Data entries:

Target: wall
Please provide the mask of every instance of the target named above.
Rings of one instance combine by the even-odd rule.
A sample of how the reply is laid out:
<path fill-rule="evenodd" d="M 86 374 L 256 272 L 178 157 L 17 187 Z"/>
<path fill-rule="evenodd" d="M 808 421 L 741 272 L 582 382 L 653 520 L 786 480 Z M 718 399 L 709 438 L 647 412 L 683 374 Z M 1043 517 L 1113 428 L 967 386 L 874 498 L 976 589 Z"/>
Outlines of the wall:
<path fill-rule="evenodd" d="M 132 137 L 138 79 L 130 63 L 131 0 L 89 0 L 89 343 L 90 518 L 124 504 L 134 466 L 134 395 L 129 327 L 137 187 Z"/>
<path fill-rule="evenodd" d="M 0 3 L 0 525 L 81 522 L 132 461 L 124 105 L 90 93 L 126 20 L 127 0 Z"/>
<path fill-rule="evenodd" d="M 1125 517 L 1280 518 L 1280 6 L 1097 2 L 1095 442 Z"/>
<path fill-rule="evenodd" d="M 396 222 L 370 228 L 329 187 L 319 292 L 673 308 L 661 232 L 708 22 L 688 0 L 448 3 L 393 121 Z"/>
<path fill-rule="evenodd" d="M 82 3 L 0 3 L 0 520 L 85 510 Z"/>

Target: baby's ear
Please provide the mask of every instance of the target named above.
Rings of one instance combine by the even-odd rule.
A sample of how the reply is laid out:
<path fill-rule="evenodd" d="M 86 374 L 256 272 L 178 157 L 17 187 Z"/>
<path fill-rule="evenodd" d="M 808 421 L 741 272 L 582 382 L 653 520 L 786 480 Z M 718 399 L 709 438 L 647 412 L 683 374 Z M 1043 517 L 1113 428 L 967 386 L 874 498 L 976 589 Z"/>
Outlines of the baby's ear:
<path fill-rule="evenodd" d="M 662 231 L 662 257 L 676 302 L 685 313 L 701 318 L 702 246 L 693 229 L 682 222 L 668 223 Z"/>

■ PROBLEM STATEMENT: Every entry should be retyped exactly as it appears.

■ ANSWER TO THIS PROBLEM:
Target: wall
Please provide the mask of every instance of the target named above.
Rings of one instance combine by the even-odd rule.
A sample of how the reply is laid out:
<path fill-rule="evenodd" d="M 86 374 L 256 272 L 178 157 L 17 187 Z"/>
<path fill-rule="evenodd" d="M 808 421 L 741 272 L 582 382 L 653 520 L 786 480 Z M 718 399 L 709 438 L 647 412 L 683 374 Z M 1043 517 L 1113 428 L 967 386 L 874 498 L 976 589 Z"/>
Outlines of the wall:
<path fill-rule="evenodd" d="M 132 137 L 138 79 L 130 63 L 131 0 L 89 0 L 89 343 L 90 518 L 124 504 L 134 466 L 134 395 L 129 327 L 137 187 Z"/>
<path fill-rule="evenodd" d="M 0 3 L 0 525 L 81 522 L 132 461 L 124 105 L 90 93 L 126 20 L 127 0 Z"/>
<path fill-rule="evenodd" d="M 1125 517 L 1280 518 L 1280 6 L 1097 2 L 1095 442 Z"/>
<path fill-rule="evenodd" d="M 396 222 L 370 228 L 329 187 L 319 292 L 673 308 L 661 232 L 708 22 L 688 0 L 448 3 L 393 121 Z"/>
<path fill-rule="evenodd" d="M 82 3 L 0 3 L 0 520 L 85 510 Z"/>

Target: baby's ear
Please provide the mask of every instance of the target named above.
Rings of one instance combine by the even-odd rule.
A sample of how the reply is laid out:
<path fill-rule="evenodd" d="M 86 374 L 256 272 L 178 157 L 17 187 Z"/>
<path fill-rule="evenodd" d="M 808 421 L 741 272 L 582 382 L 653 520 L 786 480 Z M 718 399 L 709 438 L 647 412 L 683 374 Z M 1043 517 L 1113 428 L 967 386 L 874 498 L 976 589 Z"/>
Outlines of the baby's ear:
<path fill-rule="evenodd" d="M 662 231 L 662 257 L 676 302 L 685 313 L 701 318 L 702 246 L 693 229 L 682 222 L 668 223 Z"/>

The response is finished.